In her book Images of Children in American Film (1986), Kathy Merlock Jackson argues that the popular depiction of children in early American cinema revolved around their rescue from danger, as in The Life of an American Fireman (1903) and The Adventures of Dolly (1908). Showing the innocence and vulnerability of children was appealing to adults and to censors, who became increasingly concerned with positive portraits of proper behavior. Audiences of that time would likely have not welcomed any tales of juvenile delinquency or adolescent sexual curiosities, which were taboo topics.
So when Hollywood first made films about youth, they tended to focus on pre-teen children. Thomas Aylesworth makes this point in Hollywood Kids (1987) by exploring the career of Mary Pickford, who was sixteen when she went to work for Biograph studios in 1909, but gained her greatest fame in her twenties by playing young girls, such as the title characters in Poor Little Rich Girl (1917) and Pollyanna (1920). The most popular young performers until the later 1930s were all younger than 10 years old: the impressive Jackie Coogan in Chaplin’s The Kid (1921), the endearing Our Gang tots (who started a run of many short films in 1922), and of course the brightest child star ever, Shirley Temple. Yet while child characters may have been safer for studios, the movies did begin to portray some aspects of teenage life by the 1910s and 1920s, as in the film Seventeen (1916).

**SHORT TASK 1:**
In the passage on children in early American film, how old was Mary Pickford when she went to work for Biograph studios?

**RAW RECORDS:**
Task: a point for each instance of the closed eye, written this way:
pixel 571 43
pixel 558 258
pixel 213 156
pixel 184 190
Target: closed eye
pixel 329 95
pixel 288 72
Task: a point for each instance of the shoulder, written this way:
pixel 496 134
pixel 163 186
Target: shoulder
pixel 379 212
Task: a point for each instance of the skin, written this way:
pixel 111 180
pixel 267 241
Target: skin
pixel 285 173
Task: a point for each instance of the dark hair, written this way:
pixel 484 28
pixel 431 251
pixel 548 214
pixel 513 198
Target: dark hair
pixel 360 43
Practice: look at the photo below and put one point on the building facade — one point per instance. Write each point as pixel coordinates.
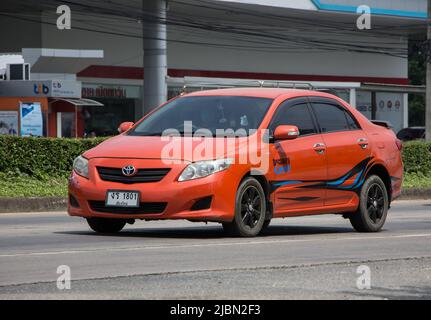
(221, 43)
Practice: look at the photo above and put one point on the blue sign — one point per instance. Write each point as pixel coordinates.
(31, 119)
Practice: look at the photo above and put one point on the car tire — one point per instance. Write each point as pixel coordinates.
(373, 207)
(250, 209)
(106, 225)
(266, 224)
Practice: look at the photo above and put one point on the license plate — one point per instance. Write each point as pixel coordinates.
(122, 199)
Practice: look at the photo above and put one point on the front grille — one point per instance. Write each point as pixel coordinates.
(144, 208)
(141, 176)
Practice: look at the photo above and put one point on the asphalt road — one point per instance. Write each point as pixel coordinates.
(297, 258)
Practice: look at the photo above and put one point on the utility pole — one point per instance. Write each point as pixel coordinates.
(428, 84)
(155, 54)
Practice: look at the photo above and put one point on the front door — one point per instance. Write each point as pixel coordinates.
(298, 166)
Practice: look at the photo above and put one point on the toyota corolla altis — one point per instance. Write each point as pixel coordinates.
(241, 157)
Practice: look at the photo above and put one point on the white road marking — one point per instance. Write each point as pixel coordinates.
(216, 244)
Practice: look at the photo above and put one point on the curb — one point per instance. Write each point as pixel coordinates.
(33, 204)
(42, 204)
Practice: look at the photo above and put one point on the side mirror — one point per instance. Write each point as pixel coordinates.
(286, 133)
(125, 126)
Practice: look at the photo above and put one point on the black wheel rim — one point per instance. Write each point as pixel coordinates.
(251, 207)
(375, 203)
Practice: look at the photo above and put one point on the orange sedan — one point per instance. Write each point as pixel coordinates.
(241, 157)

**SHORT TASK 2:**
Gather every line of the records above that contains the word "shoulder", and copy each one out.

**RIGHT ANSWER 1:**
She was sixteen.

**RIGHT ANSWER 2:**
Task: a point for each instance of the shoulder, written this way:
Target: shoulder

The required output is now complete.